**What you will do**
Copy out the lines of the data again without any changes, from the line containing "of the hillside" through the end of the data, both ends included.

====== Task data

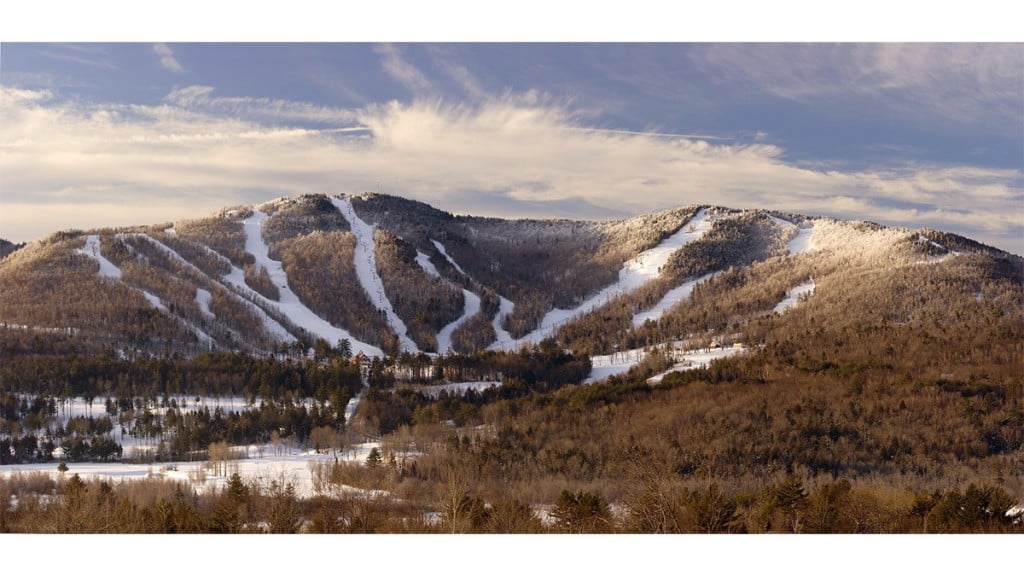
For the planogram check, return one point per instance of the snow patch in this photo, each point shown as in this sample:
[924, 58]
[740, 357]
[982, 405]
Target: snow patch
[203, 299]
[426, 264]
[440, 248]
[795, 295]
[634, 274]
[237, 278]
[610, 365]
[673, 297]
[366, 270]
[290, 304]
[91, 249]
[803, 242]
[458, 387]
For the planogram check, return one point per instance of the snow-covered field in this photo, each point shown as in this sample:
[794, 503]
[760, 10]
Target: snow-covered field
[803, 241]
[609, 365]
[673, 297]
[366, 269]
[289, 303]
[794, 296]
[634, 274]
[258, 462]
[458, 387]
[264, 463]
[471, 301]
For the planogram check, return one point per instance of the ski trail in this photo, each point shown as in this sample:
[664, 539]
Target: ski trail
[502, 337]
[91, 249]
[673, 297]
[290, 304]
[634, 274]
[794, 295]
[203, 300]
[110, 270]
[366, 270]
[803, 242]
[440, 248]
[471, 304]
[237, 278]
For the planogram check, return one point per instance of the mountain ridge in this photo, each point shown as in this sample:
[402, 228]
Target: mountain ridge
[391, 275]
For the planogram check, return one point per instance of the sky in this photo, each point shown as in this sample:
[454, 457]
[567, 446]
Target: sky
[921, 134]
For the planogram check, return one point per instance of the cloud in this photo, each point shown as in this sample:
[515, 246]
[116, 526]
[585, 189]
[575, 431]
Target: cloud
[961, 82]
[401, 71]
[520, 155]
[167, 58]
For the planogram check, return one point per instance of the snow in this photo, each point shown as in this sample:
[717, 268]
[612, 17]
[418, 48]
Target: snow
[459, 387]
[502, 336]
[261, 462]
[610, 365]
[471, 301]
[634, 274]
[91, 249]
[366, 270]
[675, 296]
[470, 309]
[440, 248]
[280, 463]
[110, 270]
[290, 304]
[803, 242]
[203, 299]
[426, 264]
[794, 296]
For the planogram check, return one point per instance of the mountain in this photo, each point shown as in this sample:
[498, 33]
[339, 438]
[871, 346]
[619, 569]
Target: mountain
[391, 275]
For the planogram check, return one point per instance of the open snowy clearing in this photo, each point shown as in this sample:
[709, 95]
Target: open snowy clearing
[290, 304]
[110, 270]
[803, 242]
[795, 295]
[471, 305]
[673, 297]
[634, 274]
[263, 464]
[610, 365]
[366, 270]
[458, 387]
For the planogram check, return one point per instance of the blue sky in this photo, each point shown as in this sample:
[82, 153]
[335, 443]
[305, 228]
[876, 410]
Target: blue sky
[919, 135]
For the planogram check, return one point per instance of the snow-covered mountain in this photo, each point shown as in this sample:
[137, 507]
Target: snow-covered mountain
[389, 275]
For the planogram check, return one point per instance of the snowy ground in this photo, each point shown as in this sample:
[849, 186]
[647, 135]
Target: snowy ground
[604, 366]
[259, 462]
[110, 270]
[794, 296]
[289, 303]
[264, 463]
[675, 296]
[366, 270]
[471, 301]
[803, 242]
[458, 387]
[634, 274]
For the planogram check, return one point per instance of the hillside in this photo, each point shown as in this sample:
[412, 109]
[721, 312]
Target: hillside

============

**Output below**
For the planogram check, return one point per instance of the hillside in this photo, each point shown as in this sample:
[412, 109]
[721, 312]
Target: hillside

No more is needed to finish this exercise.